What is asked - Copy out all the rows below, switching each "even-odd" to "nonzero" and changing nothing else.

Supplied material -
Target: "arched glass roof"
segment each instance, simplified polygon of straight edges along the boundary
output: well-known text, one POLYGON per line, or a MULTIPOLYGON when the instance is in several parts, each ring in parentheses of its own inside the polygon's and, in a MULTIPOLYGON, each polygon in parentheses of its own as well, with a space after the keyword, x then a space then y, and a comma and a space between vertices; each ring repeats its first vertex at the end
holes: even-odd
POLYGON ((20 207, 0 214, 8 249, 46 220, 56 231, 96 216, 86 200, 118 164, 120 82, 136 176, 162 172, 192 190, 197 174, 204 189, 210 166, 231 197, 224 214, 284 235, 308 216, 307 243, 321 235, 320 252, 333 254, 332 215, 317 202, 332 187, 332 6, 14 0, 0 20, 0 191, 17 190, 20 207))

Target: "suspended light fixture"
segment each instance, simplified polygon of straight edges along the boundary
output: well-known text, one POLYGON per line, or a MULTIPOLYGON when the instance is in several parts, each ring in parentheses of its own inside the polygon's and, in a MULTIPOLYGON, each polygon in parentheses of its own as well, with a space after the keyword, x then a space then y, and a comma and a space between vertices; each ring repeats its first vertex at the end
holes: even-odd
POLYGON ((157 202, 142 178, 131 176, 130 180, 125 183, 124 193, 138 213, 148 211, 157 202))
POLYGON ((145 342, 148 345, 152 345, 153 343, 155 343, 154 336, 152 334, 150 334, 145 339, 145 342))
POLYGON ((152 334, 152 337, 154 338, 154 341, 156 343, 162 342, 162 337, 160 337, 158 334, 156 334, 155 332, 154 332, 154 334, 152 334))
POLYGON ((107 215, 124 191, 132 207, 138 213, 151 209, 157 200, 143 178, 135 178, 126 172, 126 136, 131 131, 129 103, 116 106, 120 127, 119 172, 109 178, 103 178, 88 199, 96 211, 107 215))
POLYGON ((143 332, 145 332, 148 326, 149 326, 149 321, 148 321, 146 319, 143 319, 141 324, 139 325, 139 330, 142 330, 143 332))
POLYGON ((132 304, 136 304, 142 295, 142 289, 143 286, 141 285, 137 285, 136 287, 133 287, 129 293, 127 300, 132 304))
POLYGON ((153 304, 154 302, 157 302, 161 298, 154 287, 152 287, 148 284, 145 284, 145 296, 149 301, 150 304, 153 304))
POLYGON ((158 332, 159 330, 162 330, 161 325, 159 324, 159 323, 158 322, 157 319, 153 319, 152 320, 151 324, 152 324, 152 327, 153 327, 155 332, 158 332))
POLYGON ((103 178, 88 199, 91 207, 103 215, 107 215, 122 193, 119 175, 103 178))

Result for this exercise -
Target: "arched glass roof"
segment each instance, simplified polygon of straight edges along the boundary
output: well-known text, one POLYGON per line, or a MULTIPOLYGON when the instance is in several parts, each ring in parentheses of its own inside the polygon's and, in a MULTIPOLYGON, each polygon in parentheses of its own as well, with a space after the keyword, x then a space then y, and a comma and a space between vertices; each ring repeats its first vertex at the end
holes: nonzero
POLYGON ((20 207, 0 214, 8 249, 46 220, 56 231, 96 216, 86 200, 118 164, 120 82, 136 176, 162 172, 192 190, 197 174, 204 189, 210 166, 231 197, 224 214, 284 235, 308 216, 307 243, 321 235, 320 252, 333 254, 332 215, 317 202, 332 187, 332 6, 14 0, 0 20, 0 191, 17 190, 20 207))

Target: "suspended light fixture"
segment each instance, simplified polygon of straight edges along the boundary
output: well-known text, one POLYGON per line, or a MULTIPOLYGON when the instance is in several parts, each ring in parentheses of its own inside the polygon's and, in a MULTIPOLYGON, each polygon in parentheses of its own as well, with a space after the keyword, x then a space then y, and a comma and a space between vertices; each ring repeats its first vertex at the end
holes: nonzero
POLYGON ((157 202, 142 178, 131 176, 130 180, 125 183, 124 193, 138 213, 148 211, 157 202))
POLYGON ((145 342, 148 345, 152 345, 153 343, 155 343, 154 336, 152 334, 150 334, 145 339, 145 342))
POLYGON ((152 334, 152 337, 154 338, 154 341, 156 343, 162 342, 162 337, 160 337, 158 334, 156 334, 155 332, 154 332, 154 334, 152 334))
POLYGON ((107 215, 124 191, 132 207, 138 213, 151 209, 157 200, 143 178, 135 178, 126 172, 126 136, 131 131, 129 103, 116 106, 120 127, 119 172, 109 178, 103 178, 88 199, 96 211, 107 215))
POLYGON ((143 332, 145 332, 148 326, 149 326, 149 321, 148 321, 146 319, 143 319, 141 324, 139 325, 139 330, 142 330, 143 332))
POLYGON ((132 304, 136 304, 142 295, 142 289, 143 286, 141 285, 137 285, 136 287, 133 287, 129 293, 127 300, 132 304))
POLYGON ((153 304, 154 302, 157 302, 161 298, 154 287, 152 287, 148 284, 145 284, 145 296, 149 301, 150 304, 153 304))
POLYGON ((158 332, 159 330, 162 330, 161 325, 159 324, 159 323, 158 322, 157 319, 153 319, 152 320, 151 324, 152 324, 152 327, 153 327, 155 332, 158 332))
POLYGON ((103 178, 88 199, 91 207, 103 215, 107 215, 122 193, 119 175, 103 178))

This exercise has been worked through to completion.